::: Input for this task :::
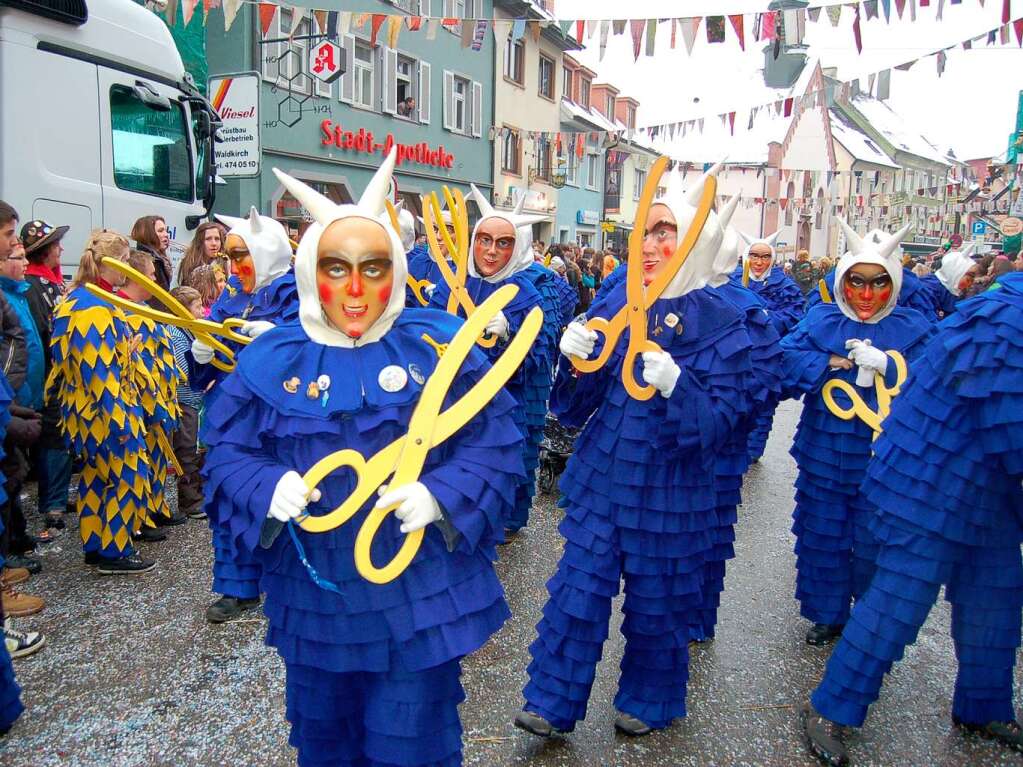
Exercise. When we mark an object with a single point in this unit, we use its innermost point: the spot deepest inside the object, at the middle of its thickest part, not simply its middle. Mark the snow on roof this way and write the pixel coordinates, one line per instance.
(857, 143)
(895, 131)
:::
::: Input for this task :::
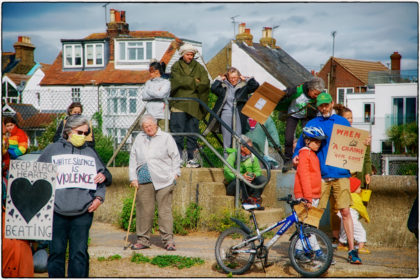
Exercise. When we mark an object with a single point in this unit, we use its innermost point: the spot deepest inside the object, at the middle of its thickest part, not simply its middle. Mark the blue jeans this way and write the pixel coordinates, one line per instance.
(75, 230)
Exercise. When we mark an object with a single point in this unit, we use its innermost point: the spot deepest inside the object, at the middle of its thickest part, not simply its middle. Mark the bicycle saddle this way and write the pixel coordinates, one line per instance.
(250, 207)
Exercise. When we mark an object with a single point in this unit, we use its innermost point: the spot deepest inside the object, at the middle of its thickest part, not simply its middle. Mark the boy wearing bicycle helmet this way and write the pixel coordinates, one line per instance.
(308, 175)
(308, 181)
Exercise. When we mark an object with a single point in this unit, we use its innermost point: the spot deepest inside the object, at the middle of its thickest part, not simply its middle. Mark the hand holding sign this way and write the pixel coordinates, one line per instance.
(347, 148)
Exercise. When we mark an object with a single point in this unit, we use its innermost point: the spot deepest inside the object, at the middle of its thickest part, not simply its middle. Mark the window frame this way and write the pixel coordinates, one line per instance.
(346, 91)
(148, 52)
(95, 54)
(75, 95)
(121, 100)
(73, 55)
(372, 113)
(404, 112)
:::
Problem to work on:
Identify every line in the records above that contains the word "bicycle", and copy each of those lines in full.

Finished task:
Exercise. When we mark an object with a single point in this unit, we use its innermost point: the spot deepest inside the object, at the middle of its thickest part, not simply its middle. Mark the bicycle saddle this way and write the pixel coordinates, one line per instance.
Exercise. When we mark an object with a single point in this unit, we use its innermost point: the spot deepest inside the object, at the middle of its thickest part, not simply its middle. Mark the boy wearing bicycle helmet this way and write the pixel coordinates, one line per instance.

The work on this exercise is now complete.